Property Owners: Attracting and Keeping the Right Tenant
Meanwhile, property owners -the service provider´s end customer -have their own concerns. An owner wants to
- Protect the property´s aesthetics.
- Minimally disrupt tenants´ lives, if at all.
- Select a system that can be expanded easily, accommodating both new services and new tenants.
- Offer as attractive a mix of services to tenants as possible.
- Be able to tell tenants that the development is prewired for satellite, cable and broadband access, so that only a converter box is needed.
These capabilities help make MDU properties appealing to the right kind of tenant -the younger, more affluent renter who demands high-tech services. The key for the property owner is to attract new tenants, protect current tenants and make the complex more attractive than competing developments. Offering the right kind of services helps the owner attract lifestyle tenants who choose their development based in part on its amenities.
The Foxcom Multiservices Solution
Foxcom's architecture helps both the service provider and MDU owner to future-proof their investment. In using the Foxcom solution, owners and service providers have an infrastructure that can support current as well as future communications needs.
The Foxcom hybrid fiber coax infrastructure combines the best of fiber and coax technologies. While utilizing the property´s existing coax infrastructure, the Foxcom's solution¹s fiber-optic backbone provides unlimited bandwidth to support tomorrow´s communications applications. The fiber backbone can easily accommodate DBS systems requiring 1 GHz of bandwidth, as well as the CATV/VHF/UHF signals that need from 54 MHz to 860 MHz. In addition, reverse path transport from 5-42 MHz is supported for data services. By making unlimited new services possible, both the property owner and service provider can reap additional revenues.
The SDTVplus product family allows the service provider to easily add or drop services to the MDU. There are no costly upgrades to expand service to additional units. Delivering entertainment and communication services from a single infrastructure allows the service provider and MDU owner to lower costs.
The Foxcom platform offers a low-per-home-passed cost, which is critical as operators strive to boost take rates and contain equipment and labor costs. The platform is scalable and affordable, and readily supports the delivery of multiple services from a single wire.

EXERCISE MATERIALS:

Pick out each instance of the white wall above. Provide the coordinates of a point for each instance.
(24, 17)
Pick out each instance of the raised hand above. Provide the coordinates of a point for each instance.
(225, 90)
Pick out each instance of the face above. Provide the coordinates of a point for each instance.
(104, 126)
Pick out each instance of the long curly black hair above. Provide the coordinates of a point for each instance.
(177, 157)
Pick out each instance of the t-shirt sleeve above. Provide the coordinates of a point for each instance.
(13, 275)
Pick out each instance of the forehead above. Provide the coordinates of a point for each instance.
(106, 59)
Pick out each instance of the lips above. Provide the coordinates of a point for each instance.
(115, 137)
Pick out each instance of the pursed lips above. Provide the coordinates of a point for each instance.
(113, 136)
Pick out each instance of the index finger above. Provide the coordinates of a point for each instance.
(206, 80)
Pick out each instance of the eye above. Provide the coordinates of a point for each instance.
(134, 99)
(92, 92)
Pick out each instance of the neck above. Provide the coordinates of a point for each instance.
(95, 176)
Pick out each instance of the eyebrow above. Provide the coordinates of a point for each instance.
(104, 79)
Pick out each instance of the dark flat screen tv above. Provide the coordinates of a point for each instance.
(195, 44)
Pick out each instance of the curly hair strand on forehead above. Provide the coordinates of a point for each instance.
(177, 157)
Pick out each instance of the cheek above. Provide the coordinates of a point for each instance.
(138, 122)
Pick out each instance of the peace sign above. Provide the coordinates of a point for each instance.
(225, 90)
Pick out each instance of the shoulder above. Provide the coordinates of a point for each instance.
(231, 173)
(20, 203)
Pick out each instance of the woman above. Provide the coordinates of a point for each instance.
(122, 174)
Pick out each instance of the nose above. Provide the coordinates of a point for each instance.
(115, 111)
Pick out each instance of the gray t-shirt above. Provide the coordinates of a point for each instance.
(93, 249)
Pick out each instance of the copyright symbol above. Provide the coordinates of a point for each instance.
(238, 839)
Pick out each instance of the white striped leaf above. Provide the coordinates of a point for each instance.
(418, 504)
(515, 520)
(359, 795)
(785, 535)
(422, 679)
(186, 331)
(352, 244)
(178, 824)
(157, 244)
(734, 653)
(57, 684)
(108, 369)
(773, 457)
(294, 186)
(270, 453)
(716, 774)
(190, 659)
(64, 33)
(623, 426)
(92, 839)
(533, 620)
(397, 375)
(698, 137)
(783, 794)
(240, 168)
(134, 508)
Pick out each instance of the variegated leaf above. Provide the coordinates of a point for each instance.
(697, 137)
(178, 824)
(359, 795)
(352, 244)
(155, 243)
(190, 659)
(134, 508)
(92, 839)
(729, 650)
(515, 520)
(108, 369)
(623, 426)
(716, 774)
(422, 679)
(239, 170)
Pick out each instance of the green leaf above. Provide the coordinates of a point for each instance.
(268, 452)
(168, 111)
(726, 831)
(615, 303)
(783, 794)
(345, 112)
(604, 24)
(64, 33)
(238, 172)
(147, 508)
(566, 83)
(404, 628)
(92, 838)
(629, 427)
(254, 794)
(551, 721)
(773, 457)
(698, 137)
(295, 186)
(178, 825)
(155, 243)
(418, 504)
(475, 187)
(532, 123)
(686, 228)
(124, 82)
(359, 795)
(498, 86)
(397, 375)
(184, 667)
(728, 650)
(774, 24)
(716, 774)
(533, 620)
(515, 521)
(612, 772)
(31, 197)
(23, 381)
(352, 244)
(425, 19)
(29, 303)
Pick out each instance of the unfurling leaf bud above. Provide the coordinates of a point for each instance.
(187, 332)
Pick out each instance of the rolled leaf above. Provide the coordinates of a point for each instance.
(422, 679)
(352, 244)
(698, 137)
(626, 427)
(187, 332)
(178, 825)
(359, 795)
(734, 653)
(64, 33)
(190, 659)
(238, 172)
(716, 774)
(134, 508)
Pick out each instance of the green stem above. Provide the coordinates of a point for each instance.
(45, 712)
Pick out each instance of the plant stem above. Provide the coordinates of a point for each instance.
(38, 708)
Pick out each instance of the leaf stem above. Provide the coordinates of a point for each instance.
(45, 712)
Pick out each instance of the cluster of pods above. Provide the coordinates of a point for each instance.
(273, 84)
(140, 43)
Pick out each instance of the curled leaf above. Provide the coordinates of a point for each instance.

WHAT TO WORK ON:
**a.** Print the section of the passage on the Foxcom system for apartment properties starting at "- Select a system" and ending at "tenants as possible.".
**b.** List each line of the entries in which the word "leaf" appears.
The entries are unrelated to the passage on the Foxcom system for apartment properties.

THE RESPONSES:
**a.**
- Select a system that can be expanded easily, accommodating both new services and new tenants.
- Offer as attractive a mix of services to tenants as possible.

**b.**
Pick out each instance of the white striped leaf above. Provide the coordinates of a point for each instance.
Pick out each instance of the variegated leaf above. Provide the coordinates of a point for each instance.
Pick out each instance of the green leaf above. Provide the coordinates of a point for each instance.
Pick out each instance of the unfurling leaf bud above. Provide the coordinates of a point for each instance.
Pick out each instance of the rolled leaf above. Provide the coordinates of a point for each instance.
Pick out each instance of the leaf stem above. Provide the coordinates of a point for each instance.
Pick out each instance of the curled leaf above. Provide the coordinates of a point for each instance.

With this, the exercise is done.